### DIRECTION
Could you retype all of the material below line for line, without changing a single character?

### MATERIAL FOR THE TASK

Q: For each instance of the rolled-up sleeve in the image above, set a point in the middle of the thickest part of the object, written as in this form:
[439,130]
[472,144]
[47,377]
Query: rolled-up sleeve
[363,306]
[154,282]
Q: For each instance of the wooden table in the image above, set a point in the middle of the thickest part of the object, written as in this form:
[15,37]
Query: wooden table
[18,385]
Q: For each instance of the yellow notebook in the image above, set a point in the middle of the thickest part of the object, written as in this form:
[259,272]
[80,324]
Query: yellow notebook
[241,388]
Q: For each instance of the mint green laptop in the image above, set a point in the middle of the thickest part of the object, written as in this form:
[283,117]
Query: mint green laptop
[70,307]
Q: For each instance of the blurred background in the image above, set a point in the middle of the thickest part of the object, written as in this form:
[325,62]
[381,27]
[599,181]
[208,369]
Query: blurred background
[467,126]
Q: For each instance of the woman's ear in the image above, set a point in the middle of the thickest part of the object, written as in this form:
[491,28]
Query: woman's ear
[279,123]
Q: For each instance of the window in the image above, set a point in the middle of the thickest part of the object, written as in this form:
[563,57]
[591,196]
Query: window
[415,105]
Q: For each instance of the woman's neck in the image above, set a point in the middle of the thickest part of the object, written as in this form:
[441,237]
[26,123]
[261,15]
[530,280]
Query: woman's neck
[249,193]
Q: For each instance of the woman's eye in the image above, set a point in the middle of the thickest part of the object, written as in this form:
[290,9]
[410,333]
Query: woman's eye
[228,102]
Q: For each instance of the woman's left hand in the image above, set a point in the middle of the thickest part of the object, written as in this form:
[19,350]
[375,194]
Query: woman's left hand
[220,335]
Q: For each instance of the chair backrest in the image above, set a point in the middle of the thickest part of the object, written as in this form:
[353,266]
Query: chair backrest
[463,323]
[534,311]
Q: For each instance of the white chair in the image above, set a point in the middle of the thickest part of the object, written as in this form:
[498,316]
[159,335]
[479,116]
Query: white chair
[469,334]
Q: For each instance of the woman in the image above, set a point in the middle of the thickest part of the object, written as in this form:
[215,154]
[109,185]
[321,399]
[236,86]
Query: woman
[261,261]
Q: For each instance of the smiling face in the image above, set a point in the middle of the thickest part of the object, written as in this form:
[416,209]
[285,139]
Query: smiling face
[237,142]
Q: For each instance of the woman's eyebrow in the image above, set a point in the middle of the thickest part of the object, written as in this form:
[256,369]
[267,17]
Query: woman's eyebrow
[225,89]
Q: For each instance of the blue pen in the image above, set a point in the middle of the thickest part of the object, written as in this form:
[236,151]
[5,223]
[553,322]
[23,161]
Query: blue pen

### RESPONSE
Q: For each instance of the rolled-up sleeve in the image above, set a point in the middle of the thickest part of the object, written as in this form:
[439,130]
[472,144]
[47,377]
Query: rolled-up sleeve
[363,306]
[154,282]
Q: For each instance of the wooden table in the image above, set a point in the middle of the thickest part of the object, written as in this form:
[15,37]
Query: wooden table
[18,385]
Q: For each instance of the yellow notebook in the image above, set a point in the middle of the thickest part of the object, written as in this form:
[259,272]
[80,324]
Query: yellow notebook
[241,388]
Q: For each instance of the mint green laptop in the image above, set a point in the middle of the thickest part of the object, written as in this form:
[283,117]
Query: mint green laptop
[70,307]
Q: For each instance of the blurred background in the image above, set a point in the middle of the thickest part of the object, written as in this form:
[325,62]
[381,27]
[599,181]
[208,369]
Query: blurred background
[467,126]
Q: For each instance of the woman's ear in the image above, set a point in the middle of the thickest part of the object, written as in this form:
[491,28]
Query: woman's ear
[279,123]
Q: For each instance of the window in the image above, set a point in the middle of the thickest part of the object, written as in this form:
[563,57]
[591,196]
Query: window
[415,105]
Q: For each instance of the woman's neck in the image above, set a point in the middle of the thickest part of the object, written as in this form:
[441,237]
[26,123]
[261,15]
[530,280]
Query: woman's neck
[249,193]
Q: For each instance of the woman's eye in the image above, set a point in the middle of the thickest part of the object, written as in this form:
[290,9]
[410,333]
Query: woman's eye
[228,102]
Q: For each instance of the woman's left hand in the image above, set a point in the middle of the thickest part of the object, written as in this form:
[19,350]
[375,194]
Query: woman's left hand
[220,335]
Q: For each instance of the chair backrest in the image above, set a point in the middle of the thickest part of the object, written as in this form:
[353,266]
Query: chair backrest
[463,323]
[534,311]
Q: For each instance of the white chair in the image above, set a point in the middle of the thickest part of the object, written as in this form:
[498,316]
[159,335]
[479,116]
Query: white chair
[469,334]
Q: For each instance of the woman in the image above, set a point in the middle of the thickest part of the object, written as in this form:
[215,154]
[109,185]
[321,399]
[236,86]
Query: woman
[261,261]
Q: For each instance of the smiling face in the image above, set a point in the middle of the thickest part of the object, written as in this form:
[416,209]
[285,139]
Query: smiling face
[237,142]
Q: For each instance of the woman's eyebrow in the image above, set a point in the middle of the thickest part of the object, written as in this form:
[256,369]
[267,17]
Query: woman's eyebrow
[225,89]
Q: For each instance of the blue pen in the image above, set a point in the middle of the thickest part of the object, written as in this form:
[236,151]
[5,223]
[553,322]
[23,161]
Query: blue pen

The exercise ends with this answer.